**PROBLEM TO WORK ON**. Output every line of the records below as a numbered list, skipping blank lines and omitting the pictures.

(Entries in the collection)

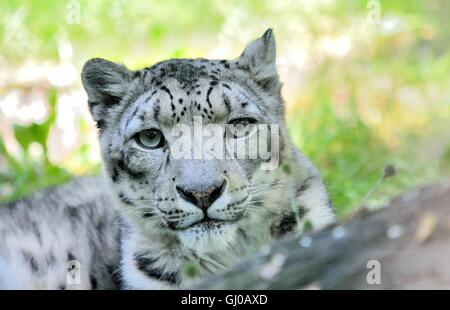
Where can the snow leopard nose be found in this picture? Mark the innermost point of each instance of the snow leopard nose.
(202, 199)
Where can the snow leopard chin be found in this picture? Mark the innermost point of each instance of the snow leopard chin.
(208, 237)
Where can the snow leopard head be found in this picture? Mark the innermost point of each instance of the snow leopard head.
(202, 203)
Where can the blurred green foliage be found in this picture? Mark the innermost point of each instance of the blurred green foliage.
(386, 101)
(25, 173)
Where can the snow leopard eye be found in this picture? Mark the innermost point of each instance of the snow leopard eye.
(150, 139)
(241, 127)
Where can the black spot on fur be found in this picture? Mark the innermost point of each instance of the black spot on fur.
(70, 256)
(125, 199)
(286, 225)
(146, 265)
(164, 88)
(115, 175)
(303, 187)
(137, 175)
(94, 282)
(32, 261)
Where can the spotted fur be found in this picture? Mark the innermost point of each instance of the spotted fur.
(162, 231)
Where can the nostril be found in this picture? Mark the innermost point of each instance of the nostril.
(216, 192)
(187, 195)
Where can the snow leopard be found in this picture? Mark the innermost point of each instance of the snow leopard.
(152, 221)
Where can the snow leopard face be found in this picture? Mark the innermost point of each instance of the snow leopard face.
(199, 202)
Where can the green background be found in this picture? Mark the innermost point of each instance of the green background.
(366, 83)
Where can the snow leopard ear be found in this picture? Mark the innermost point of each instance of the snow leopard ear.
(105, 83)
(259, 57)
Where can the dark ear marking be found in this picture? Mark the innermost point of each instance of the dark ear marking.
(105, 83)
(259, 59)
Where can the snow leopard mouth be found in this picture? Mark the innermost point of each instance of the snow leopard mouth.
(208, 224)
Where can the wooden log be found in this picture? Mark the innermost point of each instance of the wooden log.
(403, 246)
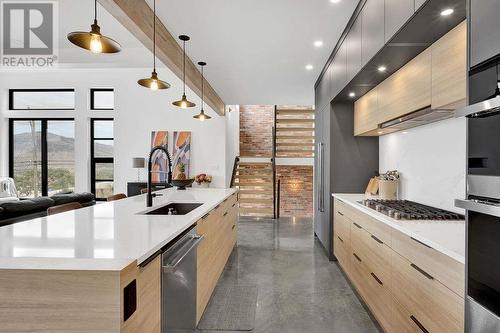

**FINAL ANSWER**.
1. Where can the snow leopard nose be found in this picture? Mark the innermost point of each instance of the snow leopard nose.
2. (202, 199)
3. Where can the snow leopard chin be found in this picture? Mark the innermost point of each instance of the snow leopard chin.
4. (208, 237)
5. Where can the snow leopard head be found in this picture? Mark the innermost point of each instance of the snow leopard head.
6. (202, 203)
7. Where can the blurred green foliage be found in this picture? Mark the innermost point of each instance of the blurred green foliage.
8. (386, 101)
9. (25, 173)
10. Where can the snow leopard eye be found in this picture? Mark the innermost point of each instance of the snow leopard eye.
11. (150, 139)
12. (241, 127)
13. Where can the black spot on fur be found in this picture? Mark the innermost point of each instance of the black spot on fur.
14. (70, 256)
15. (125, 199)
16. (286, 225)
17. (146, 265)
18. (164, 88)
19. (115, 175)
20. (303, 187)
21. (137, 175)
22. (94, 282)
23. (32, 261)
24. Where can the spotted fur be found in this picture? Mark the innermost point of each instance of the spotted fur.
25. (162, 231)
26. Where can the nostril be found in this picture? Mark the innermost point of each instance of the nostril.
27. (216, 192)
28. (187, 195)
29. Where can the snow leopard be found in this picture? Mark the innermost point of each instance of the snow leopard.
30. (152, 221)
31. Where can the snow leopard face be found in this picture? Mark the innermost point of each instance of the snow leopard face.
32. (199, 202)
33. Where can the green background be found in this picture? Mark the innermost point of each instance of the green background.
34. (366, 83)
35. Where can the snow leopard ear be found in this picture? Mark the innermost point of each instance of the snow leopard ear.
36. (105, 83)
37. (259, 57)
38. Where can the dark ear marking be found in this picture? Mark the innermost point of each instance of the dark ear marking.
39. (105, 83)
40. (259, 59)
41. Where can the snow leopard mouth be found in this picture? Mark the innermost point of each instance of the snow leopard mouth.
42. (208, 224)
43. Where can the wooden log be found in this picture? Mark the innermost point of each instance of the wooden log.
44. (403, 246)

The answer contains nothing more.